* ASSIGNED TASK *
Transcribe everything in the records, dropping and changing nothing.
========================================================================
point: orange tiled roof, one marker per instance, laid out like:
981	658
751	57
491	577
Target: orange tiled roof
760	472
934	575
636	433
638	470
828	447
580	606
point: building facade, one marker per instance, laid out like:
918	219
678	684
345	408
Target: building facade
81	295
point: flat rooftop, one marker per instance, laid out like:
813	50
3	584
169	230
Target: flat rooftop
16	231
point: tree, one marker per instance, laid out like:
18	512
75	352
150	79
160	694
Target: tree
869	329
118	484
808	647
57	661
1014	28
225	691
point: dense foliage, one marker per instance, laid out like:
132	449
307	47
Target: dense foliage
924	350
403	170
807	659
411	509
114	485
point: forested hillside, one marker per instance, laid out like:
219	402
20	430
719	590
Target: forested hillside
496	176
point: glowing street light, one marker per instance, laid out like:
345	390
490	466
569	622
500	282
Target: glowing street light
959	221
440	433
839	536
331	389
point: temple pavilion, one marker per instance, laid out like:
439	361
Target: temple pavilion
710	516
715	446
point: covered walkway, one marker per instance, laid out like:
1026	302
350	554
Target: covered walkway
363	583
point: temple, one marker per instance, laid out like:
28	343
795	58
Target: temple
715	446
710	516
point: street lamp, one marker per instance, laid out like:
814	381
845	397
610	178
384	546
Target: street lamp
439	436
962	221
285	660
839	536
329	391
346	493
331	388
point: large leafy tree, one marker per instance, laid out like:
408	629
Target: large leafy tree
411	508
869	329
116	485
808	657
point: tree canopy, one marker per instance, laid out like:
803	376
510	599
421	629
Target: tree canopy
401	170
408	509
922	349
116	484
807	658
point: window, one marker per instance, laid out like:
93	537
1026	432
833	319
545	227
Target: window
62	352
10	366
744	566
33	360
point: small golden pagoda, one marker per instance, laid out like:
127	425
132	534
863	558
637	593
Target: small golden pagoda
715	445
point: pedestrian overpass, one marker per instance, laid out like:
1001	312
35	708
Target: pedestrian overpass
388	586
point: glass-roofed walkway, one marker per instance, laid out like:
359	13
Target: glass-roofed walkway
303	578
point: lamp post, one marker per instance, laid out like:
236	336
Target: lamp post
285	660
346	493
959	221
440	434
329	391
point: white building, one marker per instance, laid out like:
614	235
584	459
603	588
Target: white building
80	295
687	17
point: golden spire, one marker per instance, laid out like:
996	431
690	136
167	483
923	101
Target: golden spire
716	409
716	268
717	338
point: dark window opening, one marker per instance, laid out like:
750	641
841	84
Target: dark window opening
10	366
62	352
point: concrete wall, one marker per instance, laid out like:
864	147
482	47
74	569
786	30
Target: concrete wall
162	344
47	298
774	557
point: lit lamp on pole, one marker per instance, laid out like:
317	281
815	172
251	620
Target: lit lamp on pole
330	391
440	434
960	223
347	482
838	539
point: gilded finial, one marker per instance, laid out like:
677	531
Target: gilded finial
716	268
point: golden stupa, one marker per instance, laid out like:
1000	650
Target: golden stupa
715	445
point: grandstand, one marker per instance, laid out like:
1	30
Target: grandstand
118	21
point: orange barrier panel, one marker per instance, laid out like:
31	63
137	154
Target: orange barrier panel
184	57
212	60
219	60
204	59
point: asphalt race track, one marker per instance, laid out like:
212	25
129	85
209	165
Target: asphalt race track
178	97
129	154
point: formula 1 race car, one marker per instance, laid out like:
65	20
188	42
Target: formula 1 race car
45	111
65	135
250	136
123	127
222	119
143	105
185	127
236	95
========================================================================
* SOLUTION *
point: orange tiled roof, one marker per instance, laid out like:
981	658
751	57
491	577
Target: orange tiled roof
760	472
934	575
636	433
638	470
828	447
580	606
point: building facade, one marker per instance, laid out like:
918	219
678	684
345	408
Target: building facade
81	295
point: flat rooftop, one marker per instance, laid out like:
813	50
3	584
169	230
Target: flat rooftop
16	231
point: tree, one marker per instance, laid out like:
18	512
75	352
150	79
160	694
Target: tree
869	329
118	484
808	647
57	661
1014	28
225	691
point: dense foliage, one marker per instance, laid out like:
132	449
307	47
Target: dense foliage
924	350
403	170
807	659
411	509
114	485
point: forested hillside, one marker per instance, laid out like:
219	402
20	430
719	590
Target: forested hillside
496	176
point: glowing street light, one marker per instance, laid out like:
345	390
490	466
569	622
500	282
Target: glowing street light
959	221
440	433
839	536
331	389
point: temple pavilion, one marker per instance, laid out like:
439	361
Target: temple pavilion
710	516
715	446
point: covered walkway, one marker per instance, laid out like:
1026	302
350	554
Target: covered walkway
363	583
point: temple, one marker per instance, laid out like:
28	343
795	58
Target: temple
715	446
710	516
point: street lamp, one marker per instance, laid out like:
814	381
845	397
610	178
384	546
Target: street lamp
439	436
962	221
285	660
839	536
329	391
346	493
331	388
point: large leafy tree, one marker per instance, laid out like:
408	629
Target: large leafy tree
411	508
869	329
116	485
808	657
point: tree canopy, one marker per instance, laid out like:
803	376
510	599
421	629
Target: tree canopy
401	170
408	509
922	349
116	484
807	658
point: window, one marker per instance, laid out like:
93	537
1026	432
833	319
545	227
Target: window
62	352
10	366
744	566
33	360
point: small golden pagoda, one marker per instance, laid out like:
127	425
132	534
863	558
637	593
Target: small golden pagoda
715	445
point: pedestrian overpass, one marker per instance, laid out like:
1001	312
35	708
Target: pedestrian overpass
388	586
point: glass-roofed walkway, one marker per instance, laid out like:
359	13
Target: glass-roofed walkway
303	578
point: lamp post, one marker per instance, laid out like:
236	336
Target: lamp post
285	660
346	493
959	221
440	434
329	391
point: white building, one marker per instance, laid out like:
614	235
584	459
603	588
Target: white building
80	295
687	17
point: golden spire, one marker per instance, laid out like:
996	431
690	136
167	483
923	101
Target: golden spire
716	409
716	268
717	338
point: dark window opening, one marker per instance, laid out like:
750	641
841	84
Target: dark window opening
10	366
62	352
point: concrete wall, one marker per instance, laid out like:
864	147
482	47
74	569
786	30
Target: concrete wall
162	344
47	298
774	557
point: lit lamp on pole, one marker per instance, laid out like:
317	281
815	172
251	620
Target: lit lamp on pole
330	391
440	434
960	223
347	482
838	539
point: gilded finial, one marker per instance, laid out like:
677	531
Target: gilded finial
716	268
point: golden stupa, one marker per instance, laid out like:
1000	650
Target: golden stupa
715	445
point: grandstand, one marker per instance, laid out like:
1	30
Target: grandstand
118	21
point: orange barrier panel, one marker per instance, laid out like:
31	63
137	154
Target: orange barrier panel
184	57
212	60
219	60
204	59
point: asphalt race track, one marker per instance, laid out like:
212	25
129	85
209	165
Target: asphalt race track
178	97
129	154
point: formula 1 race car, one marker per instance, laid out like:
65	20
188	42
Target: formula 1 race car
45	111
65	135
250	136
123	127
222	119
143	105
185	127
236	95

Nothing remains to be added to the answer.